:: Your assignment ::
Verbatim repeat, images excluded. Give each entry again as written.

Point-per-instance localization data:
[Start of Attachment]
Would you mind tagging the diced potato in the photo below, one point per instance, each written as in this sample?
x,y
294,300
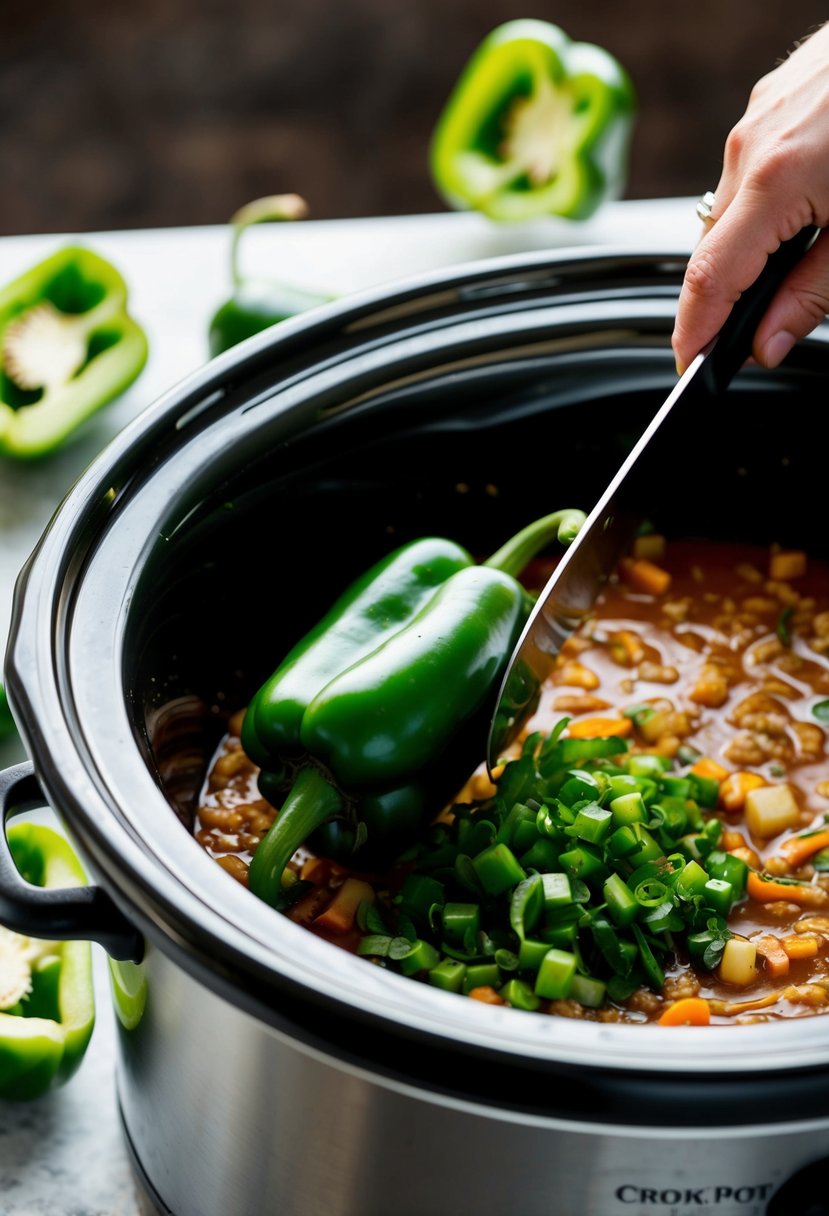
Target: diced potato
x,y
739,962
576,675
787,564
771,810
340,912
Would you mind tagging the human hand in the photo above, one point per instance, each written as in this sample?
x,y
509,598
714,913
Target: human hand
x,y
774,183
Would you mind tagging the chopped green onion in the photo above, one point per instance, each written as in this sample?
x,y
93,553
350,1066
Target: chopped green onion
x,y
449,974
520,996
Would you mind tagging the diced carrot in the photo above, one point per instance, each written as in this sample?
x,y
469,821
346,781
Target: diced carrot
x,y
691,1011
599,727
734,788
643,575
800,945
774,957
340,912
486,994
799,849
787,564
708,767
731,1008
767,890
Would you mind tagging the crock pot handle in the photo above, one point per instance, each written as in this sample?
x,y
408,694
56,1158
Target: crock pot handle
x,y
805,1194
84,913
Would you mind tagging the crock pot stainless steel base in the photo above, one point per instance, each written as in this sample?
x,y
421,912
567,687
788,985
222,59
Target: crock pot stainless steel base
x,y
274,1129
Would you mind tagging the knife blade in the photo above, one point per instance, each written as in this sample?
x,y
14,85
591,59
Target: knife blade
x,y
570,592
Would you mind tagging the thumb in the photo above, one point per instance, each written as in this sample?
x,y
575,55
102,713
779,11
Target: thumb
x,y
801,303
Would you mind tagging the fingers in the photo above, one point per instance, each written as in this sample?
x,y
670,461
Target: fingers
x,y
727,260
798,308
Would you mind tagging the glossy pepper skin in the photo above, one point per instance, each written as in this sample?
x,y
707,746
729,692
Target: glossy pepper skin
x,y
258,303
357,741
45,1034
6,720
68,348
536,125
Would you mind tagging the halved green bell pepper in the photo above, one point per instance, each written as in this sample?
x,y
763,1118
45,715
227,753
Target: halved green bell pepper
x,y
46,995
258,303
378,714
67,345
536,125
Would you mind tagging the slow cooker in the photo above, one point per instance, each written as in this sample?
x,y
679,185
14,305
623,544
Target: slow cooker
x,y
261,1069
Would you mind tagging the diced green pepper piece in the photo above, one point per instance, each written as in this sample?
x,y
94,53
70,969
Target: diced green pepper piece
x,y
644,764
556,974
481,975
584,862
542,855
580,786
531,955
731,870
557,890
718,895
461,924
497,868
704,791
629,809
593,823
418,895
588,991
421,957
692,880
622,905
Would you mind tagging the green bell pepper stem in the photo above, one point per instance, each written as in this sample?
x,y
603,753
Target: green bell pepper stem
x,y
535,125
6,720
43,1045
313,799
261,210
69,347
520,549
258,303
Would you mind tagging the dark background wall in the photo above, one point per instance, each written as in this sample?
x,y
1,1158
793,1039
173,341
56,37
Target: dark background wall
x,y
167,112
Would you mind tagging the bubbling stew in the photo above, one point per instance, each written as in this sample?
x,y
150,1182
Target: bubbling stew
x,y
654,848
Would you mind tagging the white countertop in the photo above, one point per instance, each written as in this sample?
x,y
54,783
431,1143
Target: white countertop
x,y
62,1155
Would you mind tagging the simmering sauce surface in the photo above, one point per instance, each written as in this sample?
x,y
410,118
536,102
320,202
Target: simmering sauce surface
x,y
729,663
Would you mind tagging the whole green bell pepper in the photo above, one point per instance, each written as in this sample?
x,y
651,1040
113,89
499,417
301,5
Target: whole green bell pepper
x,y
46,995
536,125
258,303
68,347
376,715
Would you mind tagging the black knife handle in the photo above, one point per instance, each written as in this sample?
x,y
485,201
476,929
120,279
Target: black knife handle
x,y
732,345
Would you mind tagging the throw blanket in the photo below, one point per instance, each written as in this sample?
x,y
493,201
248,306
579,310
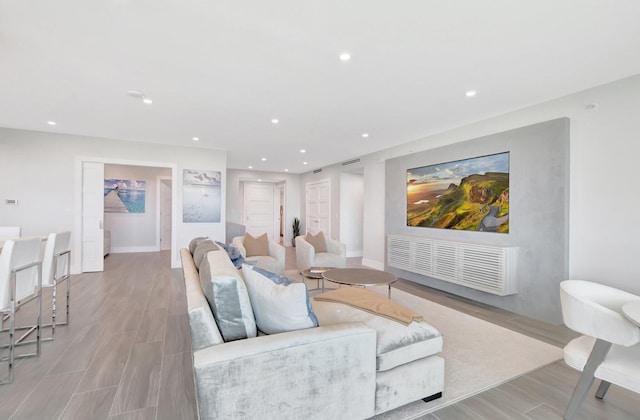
[End of Attachment]
:: Task response ::
Would you mind tagging the diced potato in the photo below, one point per instance, each written as in this sample?
x,y
294,300
Target: diced potato
x,y
739,962
576,675
787,564
771,810
340,912
Would you mind tagging the human hand in the photo above, one point per instance, each written as in this sample?
x,y
509,598
714,913
Target: human hand
x,y
774,183
Would you mind tagging the chopped green onion in the photo above, one point per instance, each written as in this sample?
x,y
93,553
350,1066
Target: chopped green onion
x,y
449,974
520,996
Would you mind tagging the diced carrot in the photo above, one point per instance, each written as in this sample?
x,y
469,821
346,781
Target: diced carrot
x,y
691,1011
599,727
734,788
643,575
800,945
774,957
340,912
486,994
799,849
787,564
708,767
731,1008
767,890
Would you mind tagging the crock pot handle in the photo above, one point per instance, each written as in this sample?
x,y
408,694
56,1158
Target: crock pot handle
x,y
805,1194
84,913
Would you mind tagging the crock pot stainless steel base in the photo above, one point per instance, each written as in this sample?
x,y
421,912
567,687
788,985
222,59
Target: crock pot stainless steel base
x,y
274,1129
Would you mind tagging the knife blade in the photo above, one point per instance, each written as in this sample?
x,y
14,85
591,59
Target: knife blade
x,y
570,592
Would you mind tagging the thumb in the photo above, one point per instance, each written as in this sample?
x,y
575,55
102,713
779,11
Target: thumb
x,y
801,303
Would you mind tagging the fingers in the photo above, one point per instance, each written as in this sample?
x,y
670,461
Target: fingers
x,y
727,260
798,308
Would you mind tagging the glossy pepper skin in the photo above, one point per instance, each written as in this sample?
x,y
707,746
729,692
Target: glossy pepper skin
x,y
258,303
357,741
45,1034
6,720
68,348
536,125
Would you mind tagging the halved green bell pepper in the photo above, one point per instance, each written as in this sample?
x,y
763,1118
45,715
227,753
Target: halved green bell pepper
x,y
46,995
258,303
378,714
67,345
536,125
Would you mind tagging the slow cooker in the photo above, one point per instance, each written as in this sample?
x,y
679,185
14,305
623,544
Target: slow cooker
x,y
261,1069
Would you mind tagging the diced green pepper piece in the photo above, one point per instance, each written as in this sample?
x,y
94,53
70,969
Target: diced green pepper piece
x,y
644,764
556,974
481,975
584,862
542,855
580,786
531,955
731,870
557,890
718,895
461,924
497,868
704,791
629,809
593,823
418,895
588,991
421,957
692,880
622,905
Would you mind tagging the green bell pepper stem in the photo above, one point per instance, each written as in this sample?
x,y
603,753
Target: green bell pepper stem
x,y
535,125
6,720
43,1045
313,799
261,210
69,347
520,549
258,303
Would you mind tagging the dark background wall in the photo above, one point per instance, each written as in this sample?
x,y
1,1158
793,1039
173,341
56,37
Target: dark background wall
x,y
167,112
Would you mind tagging the bubbling stew in the photo above, one point per instance, each written as in this sample?
x,y
150,1182
Target: bubbling stew
x,y
654,848
Would you mind tagging the white countertop in the photo above, one point per instance, each written as in this sample?
x,y
54,783
431,1143
Target: white countertop
x,y
62,1155
Would you mind tagging the simmering sauce surface in the photo above, one point per instance, each written as in this sample?
x,y
410,118
536,102
320,202
Target: simmering sauce surface
x,y
729,663
Would you mind tagging the whole green bell pepper in the photo above, one point per instance, each written as in this sample?
x,y
651,1040
113,89
499,417
301,5
Target: whole green bell pepper
x,y
46,995
536,125
258,303
68,347
376,715
Would you mind tagging the black knife handle in the photo above, one point per instance, each written as in this sample?
x,y
485,201
476,929
120,279
Target: black knife handle
x,y
732,345
Would you mind tagging the throw blanket in the photo below, one point per instance, each written as in this sample?
x,y
493,201
248,306
579,310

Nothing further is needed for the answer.